[Begin]

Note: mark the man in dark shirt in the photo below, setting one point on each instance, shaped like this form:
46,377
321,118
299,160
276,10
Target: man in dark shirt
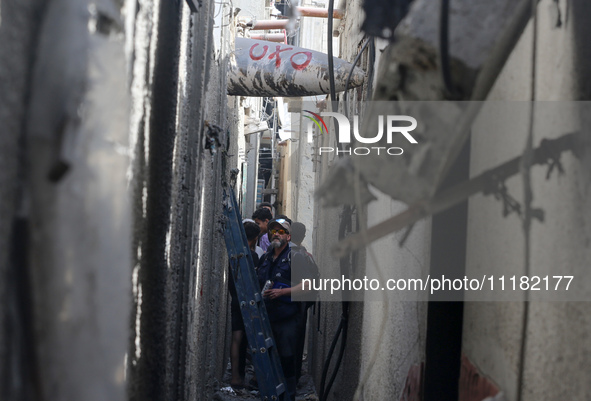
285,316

[End]
[Begin]

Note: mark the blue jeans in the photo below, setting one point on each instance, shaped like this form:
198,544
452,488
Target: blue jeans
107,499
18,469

[End]
[Begin]

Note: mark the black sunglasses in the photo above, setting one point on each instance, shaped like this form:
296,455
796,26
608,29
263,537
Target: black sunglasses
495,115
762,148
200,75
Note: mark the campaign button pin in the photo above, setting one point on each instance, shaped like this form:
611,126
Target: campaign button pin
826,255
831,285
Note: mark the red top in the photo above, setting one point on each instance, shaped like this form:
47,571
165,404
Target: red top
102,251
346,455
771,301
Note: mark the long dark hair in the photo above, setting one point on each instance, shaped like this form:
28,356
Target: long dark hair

[End]

**TASK DIRECTIONS**
Collect each line of the records above that contains the word "dark", and copy those lines without changes.

**CORRECT ANSWER**
Note: mark the man in dark shirt in the photo below, setting one point on each instance, shaped like this form:
Target: man in dark shirt
Note: mark the long dark hair in the photo above, setting one point on each instance, shaped like this form:
Target: long dark hair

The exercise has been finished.